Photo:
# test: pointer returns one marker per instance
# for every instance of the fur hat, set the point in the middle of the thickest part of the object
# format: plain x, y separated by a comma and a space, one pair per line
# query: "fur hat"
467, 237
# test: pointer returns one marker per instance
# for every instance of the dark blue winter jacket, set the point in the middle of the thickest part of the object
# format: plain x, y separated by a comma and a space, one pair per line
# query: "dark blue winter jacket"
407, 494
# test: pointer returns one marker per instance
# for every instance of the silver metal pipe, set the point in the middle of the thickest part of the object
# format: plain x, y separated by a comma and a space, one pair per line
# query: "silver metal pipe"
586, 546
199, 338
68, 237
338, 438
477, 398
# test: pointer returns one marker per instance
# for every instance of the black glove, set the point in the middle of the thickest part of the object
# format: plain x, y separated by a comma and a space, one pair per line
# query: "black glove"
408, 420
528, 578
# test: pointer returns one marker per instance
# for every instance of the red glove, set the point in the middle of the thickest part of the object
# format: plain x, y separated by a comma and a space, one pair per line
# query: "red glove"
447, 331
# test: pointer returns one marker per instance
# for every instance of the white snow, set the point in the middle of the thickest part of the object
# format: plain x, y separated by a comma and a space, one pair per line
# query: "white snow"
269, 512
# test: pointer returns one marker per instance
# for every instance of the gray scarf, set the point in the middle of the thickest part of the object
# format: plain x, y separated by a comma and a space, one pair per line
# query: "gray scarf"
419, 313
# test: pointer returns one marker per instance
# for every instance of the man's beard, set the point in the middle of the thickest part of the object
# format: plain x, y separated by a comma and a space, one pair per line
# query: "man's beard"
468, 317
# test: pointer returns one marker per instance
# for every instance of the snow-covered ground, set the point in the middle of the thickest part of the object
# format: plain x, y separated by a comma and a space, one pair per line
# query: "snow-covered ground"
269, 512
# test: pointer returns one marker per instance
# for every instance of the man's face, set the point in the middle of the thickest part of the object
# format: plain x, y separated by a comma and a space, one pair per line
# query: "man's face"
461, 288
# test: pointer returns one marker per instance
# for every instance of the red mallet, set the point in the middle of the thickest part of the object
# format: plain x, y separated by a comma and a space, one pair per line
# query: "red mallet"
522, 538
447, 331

# # #

Work to be completed: Give the entries again in full, exactly as they are written.

Result below:
Photo:
# test: pointer returns one marker per instance
# for every instance of the fur hat, set the point in the middle of the thickest part of the object
# format: plain x, y separated by a comma and a space, one pair per line
# query: "fur hat"
467, 237
# test: pointer returns one marker per instance
# for every instance of the dark blue winter jacket, set the point in the middle of the thickest part of the object
# format: plain x, y separated by a comma and a space, one pair per line
# query: "dark blue winter jacket"
407, 494
# test: pointer returns one marker per instance
# for every instance of the silver metal pipe, set the point in the middle of the thickest part of the object
# format: plain x, y separated by a comma and a space, one pair per line
# query: "silver metal pipe"
586, 546
199, 338
68, 237
338, 438
477, 398
# test: pointer returns one marker per instance
# for every instance of the black glove, set the point in the middle of the thickest part of the object
# format: plain x, y separated by a comma and a space, one pair per line
# query: "black glove"
408, 420
528, 578
# test: pointer returns one marker per instance
# for every instance of the red glove, set the point in the middle of the thickest part of the object
# format: plain x, y separated by a comma and a space, one pair per line
# query: "red glove"
447, 331
# test: pointer returns one marker per instance
# for every instance of the white snow, set the point in the middle of the thickest part of the object
# format: plain x, y separated by a comma and a space, one pair per line
# query: "white snow"
269, 512
# test: pointer returns one marker per instance
# for every instance of the gray scarf, set the point in the middle of the thickest part of the object
# format: plain x, y separated by a comma and a space, one pair per line
# query: "gray scarf"
419, 313
# test: pointer returns one marker per instance
# for every instance of the man's beard, set the point in the middle of the thickest part of the object
# format: plain x, y separated by a comma and a space, one pair per line
# query: "man's beard"
468, 317
# test: pointer returns one marker per instance
# for every instance of the snow-covered ground, set the point in the middle of the thickest part of the object
# format: plain x, y separated by a comma and a space, one pair per line
# query: "snow-covered ground"
269, 512
# test: pointer returns one marker per instance
# for every instance of the man's face, set the point in the middle of the thickest part of the object
# format: plain x, y separated by a comma and a space, one pair per line
# query: "man's face"
461, 288
# test: pointer returns one marker per instance
# for every instance of the red mallet, set the point in the middle of the thickest part of the object
# format: plain x, y separated by a comma and a space, one pair per line
# query: "red mallet"
522, 538
447, 331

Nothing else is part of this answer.